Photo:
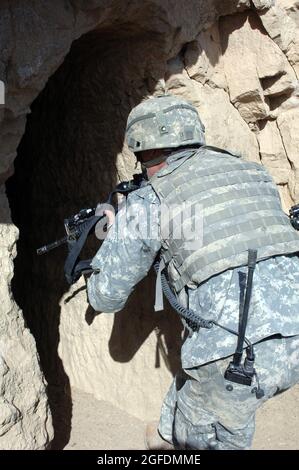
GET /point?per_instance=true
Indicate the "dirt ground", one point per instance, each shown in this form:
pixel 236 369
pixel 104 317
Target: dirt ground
pixel 101 426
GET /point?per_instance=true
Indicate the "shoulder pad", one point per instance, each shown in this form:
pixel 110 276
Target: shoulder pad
pixel 220 150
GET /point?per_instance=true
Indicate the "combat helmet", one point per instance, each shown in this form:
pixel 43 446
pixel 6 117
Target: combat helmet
pixel 165 121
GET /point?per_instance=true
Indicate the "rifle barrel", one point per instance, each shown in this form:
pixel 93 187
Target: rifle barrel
pixel 44 249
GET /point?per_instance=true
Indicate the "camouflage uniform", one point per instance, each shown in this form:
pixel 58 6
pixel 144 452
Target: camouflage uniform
pixel 202 410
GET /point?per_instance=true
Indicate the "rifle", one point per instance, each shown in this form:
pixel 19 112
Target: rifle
pixel 79 226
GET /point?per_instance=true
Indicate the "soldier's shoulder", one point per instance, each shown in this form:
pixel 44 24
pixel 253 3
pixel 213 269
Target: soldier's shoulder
pixel 145 193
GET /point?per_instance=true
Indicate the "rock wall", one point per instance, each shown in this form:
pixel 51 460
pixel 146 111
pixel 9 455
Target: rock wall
pixel 73 70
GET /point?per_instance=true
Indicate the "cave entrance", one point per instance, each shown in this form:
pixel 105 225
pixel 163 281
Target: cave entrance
pixel 67 160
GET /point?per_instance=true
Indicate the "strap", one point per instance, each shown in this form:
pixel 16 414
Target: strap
pixel 159 305
pixel 71 261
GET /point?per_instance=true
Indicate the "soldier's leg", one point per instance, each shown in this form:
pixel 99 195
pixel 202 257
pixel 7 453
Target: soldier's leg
pixel 169 406
pixel 213 413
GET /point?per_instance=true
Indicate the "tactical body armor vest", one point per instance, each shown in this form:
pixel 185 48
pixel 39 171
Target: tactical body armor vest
pixel 241 209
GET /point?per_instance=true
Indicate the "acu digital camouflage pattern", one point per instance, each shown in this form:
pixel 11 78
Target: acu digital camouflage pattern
pixel 164 122
pixel 240 209
pixel 123 261
pixel 200 412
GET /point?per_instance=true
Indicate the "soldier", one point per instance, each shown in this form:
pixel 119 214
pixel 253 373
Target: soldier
pixel 246 349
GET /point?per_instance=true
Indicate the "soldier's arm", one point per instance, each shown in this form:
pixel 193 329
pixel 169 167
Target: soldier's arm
pixel 126 254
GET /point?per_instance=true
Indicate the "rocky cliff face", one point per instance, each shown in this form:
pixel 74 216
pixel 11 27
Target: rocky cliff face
pixel 72 72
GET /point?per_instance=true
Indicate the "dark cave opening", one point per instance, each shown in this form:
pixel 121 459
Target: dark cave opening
pixel 66 161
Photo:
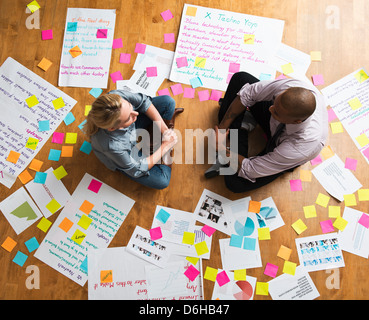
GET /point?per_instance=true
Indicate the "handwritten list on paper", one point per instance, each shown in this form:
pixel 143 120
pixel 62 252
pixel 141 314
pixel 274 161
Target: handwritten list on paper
pixel 91 33
pixel 214 41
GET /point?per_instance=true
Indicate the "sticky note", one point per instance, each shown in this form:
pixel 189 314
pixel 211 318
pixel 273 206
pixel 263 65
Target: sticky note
pixel 284 252
pixel 106 276
pixel 222 278
pixel 201 248
pixel 32 101
pixel 191 273
pixel 53 206
pixel 9 244
pixel 210 274
pixel 65 225
pixel 299 226
pixel 45 64
pixel 326 226
pixel 44 224
pixel 155 233
pixel 188 238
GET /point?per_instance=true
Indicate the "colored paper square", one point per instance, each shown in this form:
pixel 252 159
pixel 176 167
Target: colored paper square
pixel 115 76
pixel 326 226
pixel 53 206
pixel 9 244
pixel 191 273
pixel 151 72
pixel 32 244
pixel 44 224
pixel 254 206
pixel 155 233
pixel 188 238
pixel 78 236
pixel 54 154
pixel 20 258
pixel 271 270
pixel 94 186
pixel 166 15
pixel 222 278
pixel 201 248
pixel 47 34
pixel 66 224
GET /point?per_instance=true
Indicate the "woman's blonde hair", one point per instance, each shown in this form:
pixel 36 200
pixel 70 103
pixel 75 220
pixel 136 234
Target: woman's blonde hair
pixel 104 114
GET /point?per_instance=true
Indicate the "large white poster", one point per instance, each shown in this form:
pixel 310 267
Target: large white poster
pixel 214 44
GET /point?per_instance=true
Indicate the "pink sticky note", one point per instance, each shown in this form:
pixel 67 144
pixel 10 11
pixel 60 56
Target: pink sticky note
pixel 58 137
pixel 203 95
pixel 222 278
pixel 115 76
pixel 102 33
pixel 271 270
pixel 166 15
pixel 350 164
pixel 140 48
pixel 182 62
pixel 117 43
pixel 296 185
pixel 364 220
pixel 155 233
pixel 326 226
pixel 47 34
pixel 191 273
pixel 208 230
pixel 94 186
pixel 177 89
pixel 151 72
pixel 169 38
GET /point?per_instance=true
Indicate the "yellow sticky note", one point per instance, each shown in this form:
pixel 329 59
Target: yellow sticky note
pixel 287 68
pixel 350 200
pixel 210 274
pixel 78 236
pixel 334 211
pixel 309 211
pixel 299 226
pixel 262 288
pixel 362 140
pixel 200 62
pixel 32 101
pixel 322 200
pixel 355 103
pixel 239 275
pixel 188 238
pixel 53 206
pixel 201 248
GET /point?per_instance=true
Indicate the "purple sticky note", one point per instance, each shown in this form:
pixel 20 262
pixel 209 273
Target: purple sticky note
pixel 191 273
pixel 364 220
pixel 115 76
pixel 94 186
pixel 151 72
pixel 326 226
pixel 166 15
pixel 155 233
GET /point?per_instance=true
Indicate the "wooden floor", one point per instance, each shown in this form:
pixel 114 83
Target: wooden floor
pixel 308 27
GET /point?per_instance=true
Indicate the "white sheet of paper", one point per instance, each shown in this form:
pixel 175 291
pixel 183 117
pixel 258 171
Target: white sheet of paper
pixel 335 178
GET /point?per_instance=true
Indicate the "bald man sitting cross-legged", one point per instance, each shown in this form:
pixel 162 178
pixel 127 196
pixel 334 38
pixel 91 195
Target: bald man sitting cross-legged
pixel 292 114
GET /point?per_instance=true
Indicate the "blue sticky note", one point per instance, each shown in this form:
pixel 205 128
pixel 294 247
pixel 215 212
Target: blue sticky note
pixel 54 155
pixel 86 147
pixel 20 258
pixel 44 125
pixel 236 241
pixel 32 244
pixel 162 216
pixel 40 177
pixel 249 244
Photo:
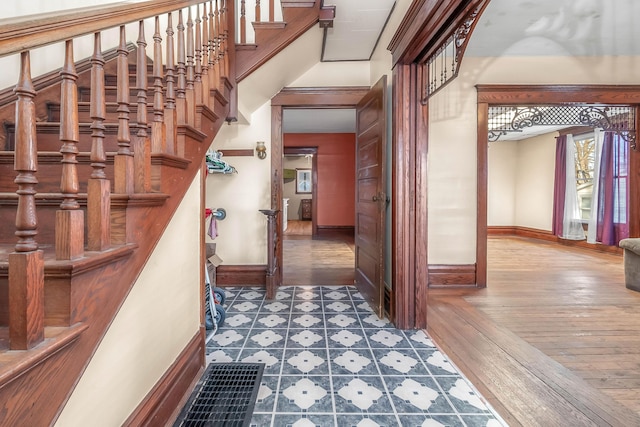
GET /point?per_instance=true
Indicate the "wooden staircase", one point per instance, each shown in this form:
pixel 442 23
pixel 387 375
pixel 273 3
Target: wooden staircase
pixel 94 160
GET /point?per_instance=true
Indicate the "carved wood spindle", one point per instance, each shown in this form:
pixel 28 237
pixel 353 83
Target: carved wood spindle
pixel 212 48
pixel 123 165
pixel 216 41
pixel 197 83
pixel 190 91
pixel 140 143
pixel 181 89
pixel 205 55
pixel 170 114
pixel 243 23
pixel 99 188
pixel 26 264
pixel 158 140
pixel 258 13
pixel 69 229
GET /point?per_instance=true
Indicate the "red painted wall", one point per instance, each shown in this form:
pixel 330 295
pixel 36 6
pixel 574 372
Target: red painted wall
pixel 336 174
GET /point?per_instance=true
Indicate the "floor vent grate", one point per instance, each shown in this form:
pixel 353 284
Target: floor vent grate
pixel 224 396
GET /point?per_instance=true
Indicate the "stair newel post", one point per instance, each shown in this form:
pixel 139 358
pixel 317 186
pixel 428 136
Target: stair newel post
pixel 197 83
pixel 158 140
pixel 26 264
pixel 69 229
pixel 170 115
pixel 141 143
pixel 123 164
pixel 243 23
pixel 213 82
pixel 205 56
pixel 181 87
pixel 99 188
pixel 190 91
pixel 258 13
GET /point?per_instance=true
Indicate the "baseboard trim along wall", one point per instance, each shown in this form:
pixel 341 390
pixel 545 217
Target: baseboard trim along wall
pixel 241 275
pixel 442 275
pixel 160 405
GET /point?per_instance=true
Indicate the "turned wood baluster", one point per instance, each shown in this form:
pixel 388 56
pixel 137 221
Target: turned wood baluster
pixel 181 89
pixel 170 115
pixel 158 140
pixel 69 229
pixel 140 143
pixel 205 56
pixel 197 83
pixel 213 74
pixel 99 189
pixel 243 23
pixel 190 91
pixel 26 264
pixel 258 13
pixel 123 164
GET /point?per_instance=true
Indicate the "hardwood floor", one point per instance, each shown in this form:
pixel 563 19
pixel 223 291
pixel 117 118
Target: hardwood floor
pixel 326 259
pixel 552 341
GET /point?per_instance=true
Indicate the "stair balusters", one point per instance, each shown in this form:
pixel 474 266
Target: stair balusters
pixel 141 144
pixel 26 264
pixel 170 114
pixel 157 125
pixel 69 228
pixel 123 180
pixel 99 187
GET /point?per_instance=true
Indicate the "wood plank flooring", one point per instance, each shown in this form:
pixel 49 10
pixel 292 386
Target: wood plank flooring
pixel 552 341
pixel 326 259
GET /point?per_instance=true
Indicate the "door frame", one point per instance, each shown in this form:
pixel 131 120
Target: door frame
pixel 544 95
pixel 292 98
pixel 314 181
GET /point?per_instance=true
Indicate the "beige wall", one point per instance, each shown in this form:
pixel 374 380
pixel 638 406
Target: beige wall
pixel 155 323
pixel 452 139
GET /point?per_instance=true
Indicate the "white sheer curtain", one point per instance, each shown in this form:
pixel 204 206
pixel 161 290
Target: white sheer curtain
pixel 571 223
pixel 598 137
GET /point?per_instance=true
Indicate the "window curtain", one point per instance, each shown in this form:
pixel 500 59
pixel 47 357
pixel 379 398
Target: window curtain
pixel 571 221
pixel 613 195
pixel 559 185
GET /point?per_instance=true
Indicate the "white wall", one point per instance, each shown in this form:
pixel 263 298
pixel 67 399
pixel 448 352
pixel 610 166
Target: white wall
pixel 535 175
pixel 243 234
pixel 289 187
pixel 155 323
pixel 452 137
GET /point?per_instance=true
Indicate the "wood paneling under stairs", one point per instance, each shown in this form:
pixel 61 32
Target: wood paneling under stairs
pixel 552 341
pixel 326 259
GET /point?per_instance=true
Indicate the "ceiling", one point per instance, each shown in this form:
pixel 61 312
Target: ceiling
pixel 506 28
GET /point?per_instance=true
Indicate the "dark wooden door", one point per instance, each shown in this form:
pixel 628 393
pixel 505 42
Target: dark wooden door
pixel 370 195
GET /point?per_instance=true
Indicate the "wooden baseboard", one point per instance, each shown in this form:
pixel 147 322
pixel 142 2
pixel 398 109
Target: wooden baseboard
pixel 548 236
pixel 458 275
pixel 160 405
pixel 239 275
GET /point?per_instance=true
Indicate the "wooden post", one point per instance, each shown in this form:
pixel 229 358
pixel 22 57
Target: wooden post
pixel 272 260
pixel 170 114
pixel 123 164
pixel 69 230
pixel 141 145
pixel 99 189
pixel 26 264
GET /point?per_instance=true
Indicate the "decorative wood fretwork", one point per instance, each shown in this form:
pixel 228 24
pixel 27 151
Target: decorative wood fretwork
pixel 505 119
pixel 443 65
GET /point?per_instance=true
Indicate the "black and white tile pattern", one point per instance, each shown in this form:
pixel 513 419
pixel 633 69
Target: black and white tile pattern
pixel 330 361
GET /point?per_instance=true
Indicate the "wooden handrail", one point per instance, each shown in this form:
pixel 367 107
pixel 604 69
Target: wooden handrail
pixel 33 31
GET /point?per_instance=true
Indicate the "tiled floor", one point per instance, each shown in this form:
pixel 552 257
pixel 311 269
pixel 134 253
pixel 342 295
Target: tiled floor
pixel 329 361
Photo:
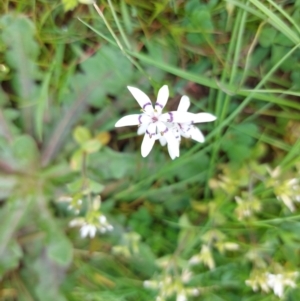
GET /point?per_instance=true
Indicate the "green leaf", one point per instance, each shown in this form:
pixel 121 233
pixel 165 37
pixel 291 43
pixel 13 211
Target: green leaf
pixel 69 4
pixel 81 134
pixel 25 151
pixel 267 36
pixel 17 34
pixel 95 187
pixel 42 104
pixel 59 249
pixel 91 146
pixel 112 165
pixel 107 72
pixel 77 160
pixel 10 258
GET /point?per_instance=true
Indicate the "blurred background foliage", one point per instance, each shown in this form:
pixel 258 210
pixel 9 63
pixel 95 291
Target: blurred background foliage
pixel 219 223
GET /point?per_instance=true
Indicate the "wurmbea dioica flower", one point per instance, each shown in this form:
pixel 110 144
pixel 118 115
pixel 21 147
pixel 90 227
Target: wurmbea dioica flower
pixel 167 127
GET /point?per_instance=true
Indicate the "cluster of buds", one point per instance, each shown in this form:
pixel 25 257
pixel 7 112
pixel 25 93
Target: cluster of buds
pixel 168 285
pixel 272 282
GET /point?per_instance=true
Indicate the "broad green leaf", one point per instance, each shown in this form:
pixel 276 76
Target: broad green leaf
pixel 17 34
pixel 25 151
pixel 112 165
pixel 107 72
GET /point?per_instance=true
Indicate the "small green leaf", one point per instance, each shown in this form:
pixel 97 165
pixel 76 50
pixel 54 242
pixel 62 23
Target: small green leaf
pixel 91 146
pixel 95 187
pixel 76 160
pixel 25 151
pixel 60 249
pixel 81 134
pixel 69 4
pixel 267 36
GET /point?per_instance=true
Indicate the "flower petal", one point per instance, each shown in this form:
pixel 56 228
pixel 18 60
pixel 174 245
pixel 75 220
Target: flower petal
pixel 178 117
pixel 84 231
pixel 162 140
pixel 197 135
pixel 128 120
pixel 184 104
pixel 162 98
pixel 204 117
pixel 173 145
pixel 147 144
pixel 142 128
pixel 143 100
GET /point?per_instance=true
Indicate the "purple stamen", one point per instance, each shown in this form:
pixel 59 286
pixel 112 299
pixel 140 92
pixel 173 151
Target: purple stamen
pixel 171 117
pixel 146 104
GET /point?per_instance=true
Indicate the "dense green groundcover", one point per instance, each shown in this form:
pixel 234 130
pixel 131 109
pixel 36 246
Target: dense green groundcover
pixel 221 222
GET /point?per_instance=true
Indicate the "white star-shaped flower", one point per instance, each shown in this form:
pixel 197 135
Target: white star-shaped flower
pixel 187 129
pixel 153 123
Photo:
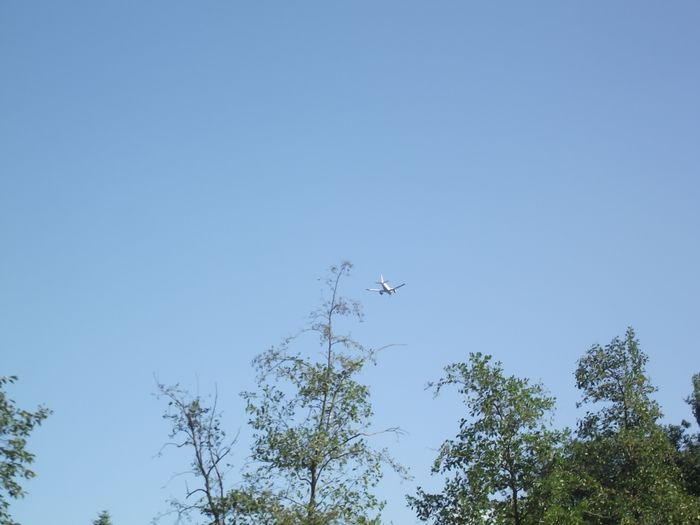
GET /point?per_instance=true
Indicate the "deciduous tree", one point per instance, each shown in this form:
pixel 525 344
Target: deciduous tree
pixel 623 458
pixel 312 423
pixel 501 449
pixel 16 425
pixel 196 427
pixel 103 519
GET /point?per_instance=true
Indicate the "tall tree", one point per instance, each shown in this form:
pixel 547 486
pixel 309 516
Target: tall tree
pixel 312 423
pixel 196 426
pixel 16 425
pixel 694 398
pixel 499 452
pixel 623 456
pixel 103 519
pixel 687 444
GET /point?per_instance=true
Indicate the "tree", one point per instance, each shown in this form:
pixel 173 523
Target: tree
pixel 312 423
pixel 103 519
pixel 15 427
pixel 197 427
pixel 500 450
pixel 623 459
pixel 687 445
pixel 694 399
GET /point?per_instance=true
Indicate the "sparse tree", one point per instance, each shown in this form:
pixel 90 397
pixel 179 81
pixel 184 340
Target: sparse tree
pixel 196 426
pixel 312 423
pixel 16 425
pixel 501 449
pixel 623 459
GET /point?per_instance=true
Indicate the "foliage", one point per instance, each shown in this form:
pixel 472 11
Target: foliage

════════════════════

## DO THIS
Show each line of the listing above that contains the string "cliff". Case counts.

## COMPLETE ANSWER
Indicate the "rocky cliff face", one point per instance, each shown in this form:
Target: rocky cliff face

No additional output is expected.